#### Set problem A
In the forum thread about Nerite snails that aren't moving, turn the paragraph beginning "No smell.... no heavy metals" into a short bulleted list that keeps its main facts.
#### Set problem B
Pick up the forum thread about Nerite snails that aren't moving and continue it from the point where it stops.

--- Begin Text passage ---

# Nerites not moving



## Telperion (Jun 12, 2006)

I bought some Nerites at the last GWAPA meeting and some have not moved since that day (Sunday). Are they dead?? They are upright so it's not that they can't turn over


----------



## Shrimp&Snails (Mar 27, 2006)

Are there any fish in the tank that might be harassing the snails into staying in their shells?

Also what are your water parameters? Are you adding any salt or copper/heavy metals into the tank?


----------



## milalic (Aug 26, 2005)

You might want to check them. It is real easy to see if they are dead.
Pull them ou of the tank and run some dechlorinated water through the opening they have. if the snails comes out of it completely, it is dead.


-Pedro


----------



## Shrimp&Snails (Mar 27, 2006)

The smell test is a good way to check if a snail's dead.....if it smells like the worse smell you've ever smelt....it's dead.

Best of luck with them.


----------



## Telperion (Jun 12, 2006)

Shrimp&Snails said:


> The smell test is a good way to check if a snail's dead.....if it smells like the worse smell you've ever smelt....it's dead.
> 
> Best of luck with them.


No smell.... no heavy metals - no added copper etc. They were there before the fish were added - fish were added yesterday, so it can't be them.... I'll do the water test tonight and see what happens


----------



## milalic (Aug 26, 2005)

I think Shrimp&Snails was refering to smell the snails. If they smell really bad, they are dead.


-Pedro


----------



## yoink (Aug 31, 2005)

Shrimp&Snails said:


> The smell test is a good way to check if a snail's dead.....if it smells like the worse smell you've ever smelt....it's dead.

--- End Text passage ---
--- Begin Material supplied ---

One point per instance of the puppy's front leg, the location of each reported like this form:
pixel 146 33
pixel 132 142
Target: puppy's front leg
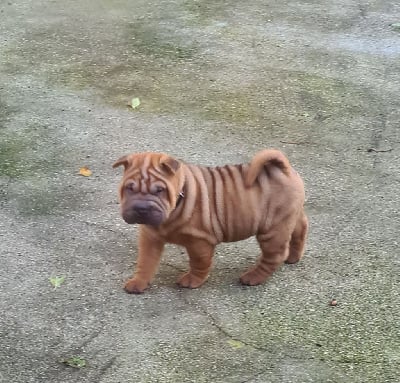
pixel 200 257
pixel 150 250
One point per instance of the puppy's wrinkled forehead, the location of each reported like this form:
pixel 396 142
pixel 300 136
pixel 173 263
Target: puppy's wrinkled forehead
pixel 143 165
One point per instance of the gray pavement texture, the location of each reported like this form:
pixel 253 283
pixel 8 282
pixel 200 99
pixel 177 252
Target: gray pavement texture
pixel 218 80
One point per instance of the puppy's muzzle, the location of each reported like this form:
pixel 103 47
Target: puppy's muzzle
pixel 143 212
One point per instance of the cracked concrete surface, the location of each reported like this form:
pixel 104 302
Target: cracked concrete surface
pixel 218 80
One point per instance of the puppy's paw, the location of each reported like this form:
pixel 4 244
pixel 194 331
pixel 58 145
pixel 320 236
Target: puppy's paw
pixel 191 281
pixel 135 286
pixel 253 277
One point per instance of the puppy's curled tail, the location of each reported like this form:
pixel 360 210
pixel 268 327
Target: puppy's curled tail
pixel 264 160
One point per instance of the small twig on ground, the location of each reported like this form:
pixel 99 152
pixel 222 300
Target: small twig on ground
pixel 379 151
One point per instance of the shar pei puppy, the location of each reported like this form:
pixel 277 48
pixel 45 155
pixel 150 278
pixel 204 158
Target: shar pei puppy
pixel 198 207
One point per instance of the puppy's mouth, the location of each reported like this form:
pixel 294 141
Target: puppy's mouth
pixel 143 213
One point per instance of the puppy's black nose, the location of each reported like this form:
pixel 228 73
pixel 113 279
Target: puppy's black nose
pixel 142 208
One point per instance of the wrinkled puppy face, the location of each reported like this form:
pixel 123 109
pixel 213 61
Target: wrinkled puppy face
pixel 149 187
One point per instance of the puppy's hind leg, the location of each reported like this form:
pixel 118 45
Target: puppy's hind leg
pixel 297 241
pixel 274 251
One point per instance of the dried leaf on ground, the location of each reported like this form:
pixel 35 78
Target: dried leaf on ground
pixel 85 171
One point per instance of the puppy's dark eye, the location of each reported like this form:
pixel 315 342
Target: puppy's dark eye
pixel 130 186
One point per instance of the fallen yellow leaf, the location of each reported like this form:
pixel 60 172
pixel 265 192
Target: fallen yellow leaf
pixel 235 343
pixel 85 171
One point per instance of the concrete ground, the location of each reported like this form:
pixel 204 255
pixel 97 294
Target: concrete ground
pixel 217 80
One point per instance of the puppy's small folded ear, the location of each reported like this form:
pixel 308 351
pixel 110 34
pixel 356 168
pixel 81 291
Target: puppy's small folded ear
pixel 121 161
pixel 170 164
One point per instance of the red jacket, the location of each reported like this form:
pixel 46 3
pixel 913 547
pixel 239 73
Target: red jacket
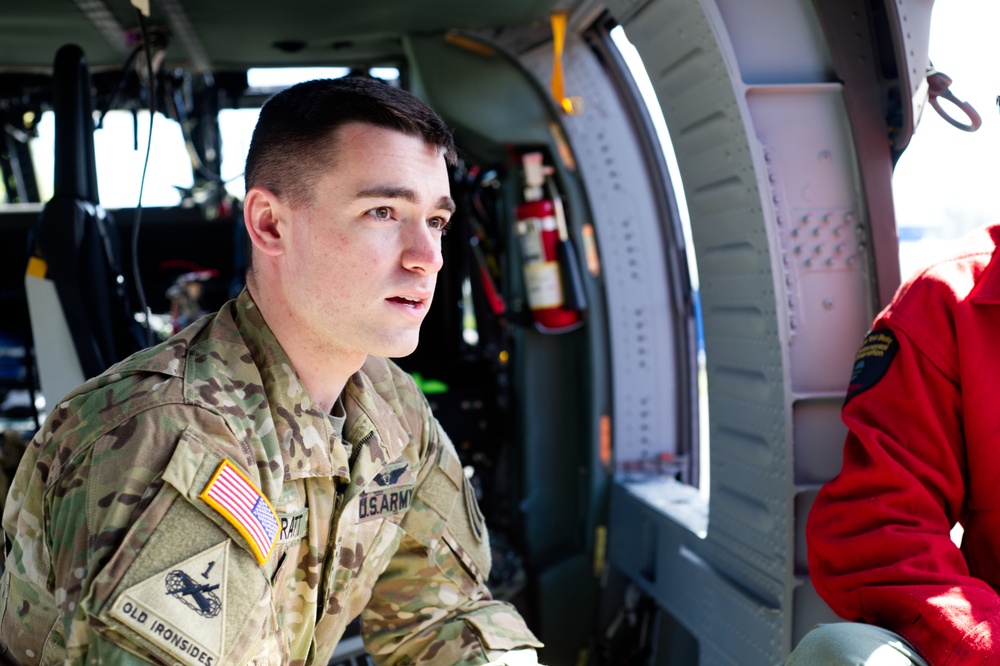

--- End Material supplied ---

#### Written response A
- No smell
- No heavy metals and no added copper
- The snails were in the tank before the fish
- The fish were added yesterday, so the poster rules them out
- The poster will do the water test tonight

#### Written response B
That is a great way to tell if they are alive. The worst smell I've ever smelt was when a large apple snail "fell out" of it's shell.


----------



## erijnal (Apr 5, 2006)

Telperion, I've read that some people's nerites seem to get "tired". I think that might have been related to not adding any supplementary food for the nerites to get on, since I recall that once he started adding blanched veggies, the nerites starting moving around again.

*edit* Here's the thread if you want to read up on it.


----------



## aquaessentials (Dec 15, 2004)

Nerites will regularly rest for no particular reason. I find they can usually be tempted out by adding something like an algae wafer next to them. Alternateively place them on top of the food - it's unlikely they'll be able to resist.


----------



## Telperion (Jun 12, 2006)

thanks everyone. the one I was concerned about fell out of his shell while I was picking him up to check him out, so he is very much dead.  The other one had moved while I was at work, so perhaps he/she was just resting. I am going to start dropping in an algae wafer in the evening b/c it looks as though they have done a great job on the algae!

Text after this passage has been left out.